> [PROBLEM TO SOLVE] Pick up the travel piece about Cambodia below and keep writing it from after its final sentence.
BEGIN TEXT SHOWN
What saddened me most was that this, I am sure, will not be the last such genocide. Since then there has been ‘ethnic clensing’ in Bosnia, ‘operation clean up’ in Zimbabwe, and seemingly an endless stream of wars. Why with so much media access and so many supposedly educated people in the world do people persist in convincing themselves that their reason for killing people is justified.

I was confused by the logic of US involvement in supporting the KR regime. It was a maoist revolution after all. You know, communism and all that. I think it went something like this; the KR deposed the monarchy in Cambodia on the premise of giving the country back to the peasants, giving them their ‘freedom’. The Vietnamese went to war with KR, to ‘free’ the Khmer people from the genocide of KR. The USA having lost to the Vietnamese, decided to back the KR, with funding and weapons, and huge bombing raids. Apparantly more bombs were dropped on Cambodia than in the whole of Europe in the Second World war. Look at a map, it ain’t a big country.

Mind you, should I expect logic behind US interference around the world. Isn’t this invasion of Iraq called ‘Operation Freedom’. Hello, ain’t much ‘freedom’ if people are being killed left, right and centre. In fact you are not even ‘free’ to try your own president for humanitarian crimes without US poking their nose in.

It was the usual capital city experience. Time drifted slowly on. Phnom Penh doesn’t have a lot of attractions to hold the imagination of the visitor. It was compounded by arriving on a Friday and it being a holiday weekend and the Laos embassy being shut till Tuesday. I’m sure that there are numerous less tasteful pursuits for the pleasure seeker like so much of SE Asia. One always gets the feeling that while condemning drugs and child sex, there’s an acceptance that this is a potential source of income and shouldn’t be entirely stamped out.
END TEXT SHOWN
BEGIN DATA PROVIDED
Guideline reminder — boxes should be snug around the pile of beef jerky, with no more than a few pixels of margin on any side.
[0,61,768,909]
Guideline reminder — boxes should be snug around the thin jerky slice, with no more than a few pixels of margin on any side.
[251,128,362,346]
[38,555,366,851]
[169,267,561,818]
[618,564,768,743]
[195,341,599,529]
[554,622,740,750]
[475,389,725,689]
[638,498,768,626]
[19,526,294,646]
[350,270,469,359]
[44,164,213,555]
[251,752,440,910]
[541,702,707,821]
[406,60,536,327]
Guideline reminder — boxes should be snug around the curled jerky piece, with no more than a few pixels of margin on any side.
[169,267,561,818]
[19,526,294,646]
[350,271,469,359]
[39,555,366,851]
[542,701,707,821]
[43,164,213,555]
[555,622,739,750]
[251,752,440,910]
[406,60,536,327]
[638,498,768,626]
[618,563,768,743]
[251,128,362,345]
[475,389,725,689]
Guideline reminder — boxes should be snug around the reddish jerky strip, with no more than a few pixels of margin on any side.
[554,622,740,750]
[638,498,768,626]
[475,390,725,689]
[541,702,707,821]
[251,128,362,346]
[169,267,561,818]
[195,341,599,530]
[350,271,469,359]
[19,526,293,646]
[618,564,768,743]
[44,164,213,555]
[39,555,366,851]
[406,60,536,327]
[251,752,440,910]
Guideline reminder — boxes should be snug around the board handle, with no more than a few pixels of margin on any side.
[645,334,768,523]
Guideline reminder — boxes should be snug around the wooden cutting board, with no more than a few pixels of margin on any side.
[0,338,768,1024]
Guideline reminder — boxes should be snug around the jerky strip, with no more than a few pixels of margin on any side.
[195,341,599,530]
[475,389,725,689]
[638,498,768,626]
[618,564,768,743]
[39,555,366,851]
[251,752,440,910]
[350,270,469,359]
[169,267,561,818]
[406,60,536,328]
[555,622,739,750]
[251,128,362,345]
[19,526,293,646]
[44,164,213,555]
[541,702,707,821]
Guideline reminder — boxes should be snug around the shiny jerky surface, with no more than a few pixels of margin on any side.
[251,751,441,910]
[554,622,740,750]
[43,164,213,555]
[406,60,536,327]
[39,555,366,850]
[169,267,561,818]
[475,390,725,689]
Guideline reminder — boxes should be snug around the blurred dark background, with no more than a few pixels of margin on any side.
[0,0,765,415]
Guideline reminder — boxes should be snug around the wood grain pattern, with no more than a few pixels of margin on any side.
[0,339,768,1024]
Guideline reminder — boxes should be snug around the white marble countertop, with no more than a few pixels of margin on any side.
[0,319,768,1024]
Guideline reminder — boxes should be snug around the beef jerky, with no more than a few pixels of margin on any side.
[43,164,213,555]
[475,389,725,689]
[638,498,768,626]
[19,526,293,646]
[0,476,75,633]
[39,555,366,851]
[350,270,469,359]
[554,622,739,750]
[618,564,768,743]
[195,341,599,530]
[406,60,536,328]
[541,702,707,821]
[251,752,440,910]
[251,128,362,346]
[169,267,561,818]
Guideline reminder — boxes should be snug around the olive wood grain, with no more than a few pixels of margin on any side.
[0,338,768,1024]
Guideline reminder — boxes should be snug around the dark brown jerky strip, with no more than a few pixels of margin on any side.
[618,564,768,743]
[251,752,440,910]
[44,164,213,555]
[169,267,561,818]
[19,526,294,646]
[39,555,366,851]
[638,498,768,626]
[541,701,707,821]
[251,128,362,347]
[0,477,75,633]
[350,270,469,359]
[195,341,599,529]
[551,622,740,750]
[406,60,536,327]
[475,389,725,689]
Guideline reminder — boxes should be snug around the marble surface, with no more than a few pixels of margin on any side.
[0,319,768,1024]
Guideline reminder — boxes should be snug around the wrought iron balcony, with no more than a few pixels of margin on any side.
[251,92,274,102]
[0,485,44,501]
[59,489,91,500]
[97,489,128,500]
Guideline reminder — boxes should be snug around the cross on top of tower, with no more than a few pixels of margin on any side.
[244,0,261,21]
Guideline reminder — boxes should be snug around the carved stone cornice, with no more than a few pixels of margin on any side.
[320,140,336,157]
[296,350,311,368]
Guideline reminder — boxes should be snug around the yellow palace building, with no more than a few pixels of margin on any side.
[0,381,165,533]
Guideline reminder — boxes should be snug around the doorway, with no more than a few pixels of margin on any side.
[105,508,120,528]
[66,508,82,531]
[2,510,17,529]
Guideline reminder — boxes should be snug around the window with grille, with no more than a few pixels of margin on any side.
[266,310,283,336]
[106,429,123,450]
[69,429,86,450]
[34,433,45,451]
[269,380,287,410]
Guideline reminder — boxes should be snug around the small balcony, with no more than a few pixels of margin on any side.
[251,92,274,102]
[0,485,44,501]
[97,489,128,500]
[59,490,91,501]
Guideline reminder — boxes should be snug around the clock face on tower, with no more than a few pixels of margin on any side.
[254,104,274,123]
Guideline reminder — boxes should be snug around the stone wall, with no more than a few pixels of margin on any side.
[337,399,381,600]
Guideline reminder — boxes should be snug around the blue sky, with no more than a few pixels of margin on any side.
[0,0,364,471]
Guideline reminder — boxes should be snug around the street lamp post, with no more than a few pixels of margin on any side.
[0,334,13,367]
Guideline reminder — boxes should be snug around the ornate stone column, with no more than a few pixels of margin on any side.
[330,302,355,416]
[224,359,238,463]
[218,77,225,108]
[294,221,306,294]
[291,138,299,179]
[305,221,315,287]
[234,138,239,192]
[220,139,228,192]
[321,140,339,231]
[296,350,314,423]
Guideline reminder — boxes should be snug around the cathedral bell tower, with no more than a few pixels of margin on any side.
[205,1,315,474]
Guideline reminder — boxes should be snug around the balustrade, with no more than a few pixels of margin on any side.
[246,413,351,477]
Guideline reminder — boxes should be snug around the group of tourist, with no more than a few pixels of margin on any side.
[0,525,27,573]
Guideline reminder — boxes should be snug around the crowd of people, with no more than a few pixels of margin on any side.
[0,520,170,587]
END DATA PROVIDED
> [THE RESULT]
I’d assumed that VSO’s thrust would be in these kinds of areas along with rehabilitation of land mine victims but it seems that education and health are, as ever, the basis for the programme.

There is something of a a generational skills gap in Cambodia, after the KR years, with many of the teachers and health workers disappearing. There is now an effort to catch up with the neighbouring countries and most of the volunteers are sensibly in training post, teaching a new set of professionals.

Our funds $80 down and Laos visas eventually in our passports it was time to head to the coast. There was some kind of strange scam going down in PP. Our guesthouse had said they could get visas for 33 US per person, so you could understand our shock at the $40. Now this makes no sense. Surely the visa agencies charge a fee for their services, so it should be more. There are 3 possible explanations
a) the guy in the embassy is pocketing some for himself - possible, but he did show a sheet with the fees for differing nationalities.
b) with the people in SE Asia able to copy pretty much anything, why not a visa in the passport. This is also a reason why we were not sure about allowing a visa agent to disappear for 24 hours with our passport. Time enough to create another 100 Helen Antcliff’s travelling on a nice new shiny passports.
c) there is some kind of discount for bulk visa applications - unlikely
(but ultimately proved true)

In theory, we had plenty, plenty time in PP to type and do website-y things. But the truth was that we were enjoying the company of Jan, too much. Not to mention the difficulty of concentrating on typing with Khmer noisy, eating habits in your earhole. It seems that burping, slurping, crunching, smacking of lips, is all part of a good wholesome Khmer eating experience. It was the snail eating that was particularly resonant, not doubt a left over from the colonial days - the snail eating that is, not the resonance.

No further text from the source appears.